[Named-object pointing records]
[Begin]

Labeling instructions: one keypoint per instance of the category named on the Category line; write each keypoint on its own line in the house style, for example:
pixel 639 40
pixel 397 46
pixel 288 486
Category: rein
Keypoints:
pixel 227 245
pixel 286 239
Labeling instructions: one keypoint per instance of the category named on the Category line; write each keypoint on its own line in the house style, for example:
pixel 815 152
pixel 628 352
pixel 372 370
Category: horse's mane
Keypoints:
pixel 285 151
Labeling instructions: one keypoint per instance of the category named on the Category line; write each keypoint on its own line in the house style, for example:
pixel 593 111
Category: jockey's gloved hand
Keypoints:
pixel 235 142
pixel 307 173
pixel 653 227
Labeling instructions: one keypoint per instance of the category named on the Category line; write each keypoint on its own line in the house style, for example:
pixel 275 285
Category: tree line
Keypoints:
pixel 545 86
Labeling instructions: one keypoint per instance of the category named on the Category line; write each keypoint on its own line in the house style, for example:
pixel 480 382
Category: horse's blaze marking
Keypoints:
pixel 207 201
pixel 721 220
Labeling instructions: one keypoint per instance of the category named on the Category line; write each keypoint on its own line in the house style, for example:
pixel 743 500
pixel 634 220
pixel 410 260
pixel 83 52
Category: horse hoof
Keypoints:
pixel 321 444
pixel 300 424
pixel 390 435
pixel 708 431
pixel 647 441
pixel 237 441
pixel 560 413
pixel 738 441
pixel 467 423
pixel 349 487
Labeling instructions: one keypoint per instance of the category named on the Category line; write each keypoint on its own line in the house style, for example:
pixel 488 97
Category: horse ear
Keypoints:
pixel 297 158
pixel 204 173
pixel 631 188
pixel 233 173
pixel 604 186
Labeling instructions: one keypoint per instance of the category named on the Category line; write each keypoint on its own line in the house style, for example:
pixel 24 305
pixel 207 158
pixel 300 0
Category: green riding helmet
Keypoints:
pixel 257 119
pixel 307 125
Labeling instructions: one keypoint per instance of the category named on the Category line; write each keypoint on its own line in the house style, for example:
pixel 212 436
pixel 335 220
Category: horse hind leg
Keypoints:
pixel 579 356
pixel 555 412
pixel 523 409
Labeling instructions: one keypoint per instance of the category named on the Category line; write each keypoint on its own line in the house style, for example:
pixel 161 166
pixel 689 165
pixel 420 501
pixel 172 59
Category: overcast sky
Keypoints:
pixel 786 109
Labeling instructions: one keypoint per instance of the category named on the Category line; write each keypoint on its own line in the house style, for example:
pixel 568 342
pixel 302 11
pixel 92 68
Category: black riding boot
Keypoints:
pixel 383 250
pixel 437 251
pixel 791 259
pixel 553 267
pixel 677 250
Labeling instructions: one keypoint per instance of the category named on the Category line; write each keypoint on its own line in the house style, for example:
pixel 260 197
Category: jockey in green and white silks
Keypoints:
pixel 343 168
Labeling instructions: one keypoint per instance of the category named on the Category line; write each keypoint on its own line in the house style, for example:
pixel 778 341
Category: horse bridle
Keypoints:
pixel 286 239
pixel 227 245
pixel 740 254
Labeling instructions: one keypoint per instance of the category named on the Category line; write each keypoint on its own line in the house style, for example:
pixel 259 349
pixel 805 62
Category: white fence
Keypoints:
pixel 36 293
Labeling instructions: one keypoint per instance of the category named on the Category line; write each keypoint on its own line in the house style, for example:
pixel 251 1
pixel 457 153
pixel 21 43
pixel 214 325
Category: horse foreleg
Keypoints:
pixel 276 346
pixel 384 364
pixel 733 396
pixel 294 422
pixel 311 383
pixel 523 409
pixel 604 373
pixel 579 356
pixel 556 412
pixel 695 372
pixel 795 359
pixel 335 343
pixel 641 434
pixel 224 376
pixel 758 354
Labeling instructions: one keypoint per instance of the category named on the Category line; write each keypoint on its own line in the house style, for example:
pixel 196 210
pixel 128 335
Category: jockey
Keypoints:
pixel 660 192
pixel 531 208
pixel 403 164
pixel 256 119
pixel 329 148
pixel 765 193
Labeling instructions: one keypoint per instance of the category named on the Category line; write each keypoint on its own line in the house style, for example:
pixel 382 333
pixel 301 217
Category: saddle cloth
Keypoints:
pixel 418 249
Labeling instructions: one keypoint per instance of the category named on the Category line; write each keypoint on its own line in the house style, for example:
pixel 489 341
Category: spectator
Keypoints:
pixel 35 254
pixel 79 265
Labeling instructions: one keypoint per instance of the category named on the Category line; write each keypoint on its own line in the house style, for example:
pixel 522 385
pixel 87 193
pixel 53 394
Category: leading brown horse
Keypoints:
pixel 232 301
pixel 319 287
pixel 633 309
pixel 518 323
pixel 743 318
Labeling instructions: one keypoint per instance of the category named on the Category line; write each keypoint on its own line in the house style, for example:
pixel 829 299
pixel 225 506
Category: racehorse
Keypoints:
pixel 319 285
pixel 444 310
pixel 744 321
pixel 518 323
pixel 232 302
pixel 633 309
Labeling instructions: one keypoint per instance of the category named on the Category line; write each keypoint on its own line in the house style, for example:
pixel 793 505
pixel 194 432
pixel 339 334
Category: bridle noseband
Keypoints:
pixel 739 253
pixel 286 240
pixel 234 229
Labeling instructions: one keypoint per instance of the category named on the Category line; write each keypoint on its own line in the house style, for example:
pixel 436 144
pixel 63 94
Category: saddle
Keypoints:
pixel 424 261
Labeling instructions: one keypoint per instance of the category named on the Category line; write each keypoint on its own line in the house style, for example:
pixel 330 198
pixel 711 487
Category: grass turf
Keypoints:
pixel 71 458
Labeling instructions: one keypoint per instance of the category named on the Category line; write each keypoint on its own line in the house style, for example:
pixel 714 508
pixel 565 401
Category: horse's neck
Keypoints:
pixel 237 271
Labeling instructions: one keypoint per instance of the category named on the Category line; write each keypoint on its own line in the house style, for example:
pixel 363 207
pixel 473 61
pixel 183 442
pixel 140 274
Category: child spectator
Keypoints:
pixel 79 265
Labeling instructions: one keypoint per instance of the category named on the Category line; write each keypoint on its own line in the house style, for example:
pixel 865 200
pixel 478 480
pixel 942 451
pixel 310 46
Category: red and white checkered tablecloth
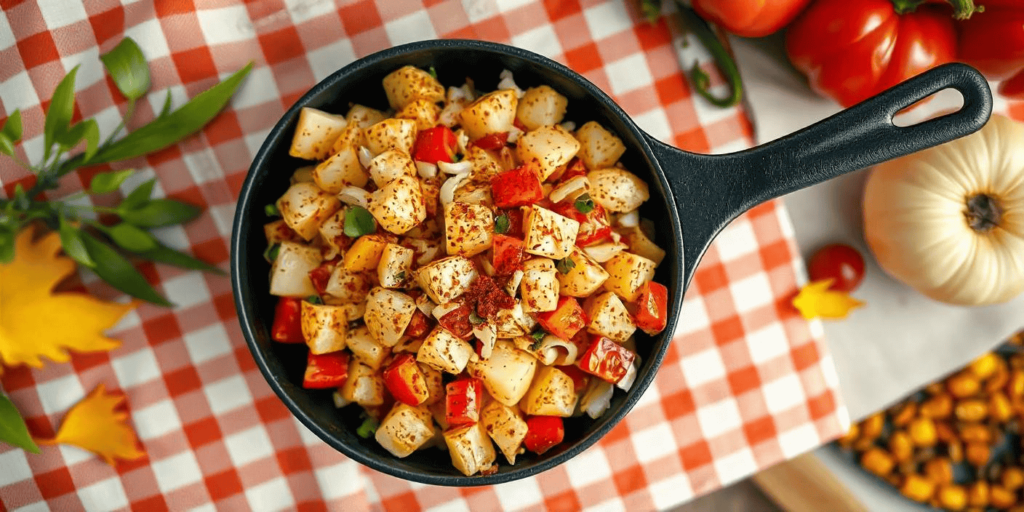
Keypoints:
pixel 745 384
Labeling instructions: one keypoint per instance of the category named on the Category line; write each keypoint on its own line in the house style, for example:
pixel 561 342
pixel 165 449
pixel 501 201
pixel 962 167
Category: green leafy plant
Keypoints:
pixel 103 247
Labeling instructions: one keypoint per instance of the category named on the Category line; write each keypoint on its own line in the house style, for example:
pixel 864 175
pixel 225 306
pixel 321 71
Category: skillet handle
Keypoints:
pixel 714 189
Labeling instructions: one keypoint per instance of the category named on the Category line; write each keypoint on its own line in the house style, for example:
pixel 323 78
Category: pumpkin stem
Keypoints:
pixel 983 213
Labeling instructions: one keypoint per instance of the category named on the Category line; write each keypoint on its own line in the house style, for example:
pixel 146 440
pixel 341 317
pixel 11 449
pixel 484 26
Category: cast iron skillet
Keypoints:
pixel 695 195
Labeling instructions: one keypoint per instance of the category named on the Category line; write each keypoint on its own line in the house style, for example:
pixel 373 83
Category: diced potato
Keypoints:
pixel 584 279
pixel 598 147
pixel 608 316
pixel 398 206
pixel 617 189
pixel 304 207
pixel 366 349
pixel 548 233
pixel 507 374
pixel 446 279
pixel 410 83
pixel 444 352
pixel 314 133
pixel 467 228
pixel 389 165
pixel 506 427
pixel 391 134
pixel 404 429
pixel 627 272
pixel 394 266
pixel 470 449
pixel 541 107
pixel 365 254
pixel 365 117
pixel 547 147
pixel 492 113
pixel 324 328
pixel 552 393
pixel 341 170
pixel 290 272
pixel 364 385
pixel 423 112
pixel 540 286
pixel 388 313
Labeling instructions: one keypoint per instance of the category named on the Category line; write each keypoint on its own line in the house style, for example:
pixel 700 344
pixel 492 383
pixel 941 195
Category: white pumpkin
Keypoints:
pixel 949 221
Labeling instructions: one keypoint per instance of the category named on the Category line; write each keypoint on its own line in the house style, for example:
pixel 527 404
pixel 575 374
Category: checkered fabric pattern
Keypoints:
pixel 747 383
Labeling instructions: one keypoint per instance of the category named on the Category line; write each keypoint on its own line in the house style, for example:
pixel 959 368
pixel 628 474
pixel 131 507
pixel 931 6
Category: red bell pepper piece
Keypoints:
pixel 463 400
pixel 406 381
pixel 493 141
pixel 436 144
pixel 567 318
pixel 324 371
pixel 543 432
pixel 606 359
pixel 508 254
pixel 652 308
pixel 518 186
pixel 288 321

[End]

GIVEN TASK:
Tally the lines in the entries above that contain the string "spectator", and give only the number.

EXERCISE ANSWER:
2